INSTRUCTIONS TO FOLLOW | A word-for-word copy of the entries, with the images left out, is what you should write.

EXERCISE INPUTS |
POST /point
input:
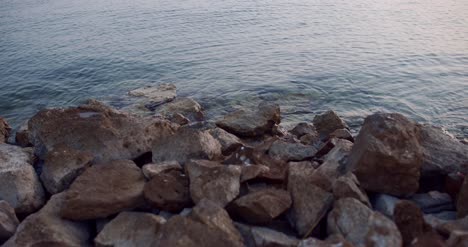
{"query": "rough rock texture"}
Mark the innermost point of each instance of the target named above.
(187, 143)
(386, 156)
(106, 133)
(361, 226)
(130, 229)
(251, 123)
(213, 181)
(47, 228)
(327, 122)
(168, 191)
(62, 166)
(103, 190)
(8, 221)
(261, 206)
(19, 184)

ANSWER TO THIS TASK |
POST /point
input:
{"query": "rough rock texture"}
Mark the innermost point of each instance of the target named above.
(187, 143)
(386, 156)
(106, 133)
(361, 226)
(130, 229)
(251, 123)
(213, 181)
(47, 228)
(327, 122)
(168, 191)
(62, 166)
(103, 190)
(8, 221)
(261, 206)
(19, 184)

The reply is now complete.